TASK ▸
Whenever a line in this data holds the word "flake", report that line in full.

Saved data entries ▸

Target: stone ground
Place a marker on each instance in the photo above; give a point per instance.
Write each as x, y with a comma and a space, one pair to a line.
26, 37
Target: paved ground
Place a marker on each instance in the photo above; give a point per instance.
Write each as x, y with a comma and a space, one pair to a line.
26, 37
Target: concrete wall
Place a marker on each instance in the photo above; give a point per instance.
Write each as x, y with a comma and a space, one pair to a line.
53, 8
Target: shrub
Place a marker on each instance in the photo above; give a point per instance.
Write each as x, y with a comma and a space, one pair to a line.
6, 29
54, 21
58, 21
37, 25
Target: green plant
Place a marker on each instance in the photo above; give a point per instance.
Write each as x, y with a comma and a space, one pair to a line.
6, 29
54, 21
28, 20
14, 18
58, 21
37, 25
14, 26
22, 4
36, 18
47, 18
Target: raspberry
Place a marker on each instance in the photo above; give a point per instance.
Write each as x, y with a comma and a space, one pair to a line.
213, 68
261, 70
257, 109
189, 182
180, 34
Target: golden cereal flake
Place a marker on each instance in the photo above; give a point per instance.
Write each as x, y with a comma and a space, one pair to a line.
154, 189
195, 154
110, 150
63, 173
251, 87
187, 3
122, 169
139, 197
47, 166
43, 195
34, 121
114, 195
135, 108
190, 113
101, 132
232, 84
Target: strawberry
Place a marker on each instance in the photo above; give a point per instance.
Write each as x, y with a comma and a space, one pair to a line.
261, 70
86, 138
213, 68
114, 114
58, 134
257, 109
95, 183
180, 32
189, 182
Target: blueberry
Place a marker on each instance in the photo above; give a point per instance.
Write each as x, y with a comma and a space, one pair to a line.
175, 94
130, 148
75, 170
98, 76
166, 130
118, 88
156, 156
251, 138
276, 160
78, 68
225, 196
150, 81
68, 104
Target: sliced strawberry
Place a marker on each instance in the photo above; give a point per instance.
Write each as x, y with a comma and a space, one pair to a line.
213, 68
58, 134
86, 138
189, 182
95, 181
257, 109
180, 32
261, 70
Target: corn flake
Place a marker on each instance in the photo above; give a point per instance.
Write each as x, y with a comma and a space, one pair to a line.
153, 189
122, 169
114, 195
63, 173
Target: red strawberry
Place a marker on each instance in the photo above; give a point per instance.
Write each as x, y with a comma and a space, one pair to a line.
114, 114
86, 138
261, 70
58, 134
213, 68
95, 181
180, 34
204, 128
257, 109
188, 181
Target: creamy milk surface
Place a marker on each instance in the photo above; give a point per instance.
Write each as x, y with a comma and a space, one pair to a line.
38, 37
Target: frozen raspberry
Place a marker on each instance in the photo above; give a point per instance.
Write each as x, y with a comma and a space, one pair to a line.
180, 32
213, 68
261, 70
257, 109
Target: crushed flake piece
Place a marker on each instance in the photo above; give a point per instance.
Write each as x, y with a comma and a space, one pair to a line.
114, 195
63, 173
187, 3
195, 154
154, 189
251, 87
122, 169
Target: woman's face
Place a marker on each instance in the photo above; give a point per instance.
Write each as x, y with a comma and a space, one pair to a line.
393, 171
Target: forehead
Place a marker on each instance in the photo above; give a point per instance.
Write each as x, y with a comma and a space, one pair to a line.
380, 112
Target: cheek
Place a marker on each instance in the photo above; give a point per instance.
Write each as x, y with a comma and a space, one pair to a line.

RESPONSE ▸
Target: golden cereal flake
Target: corn flake
Target: crushed flake piece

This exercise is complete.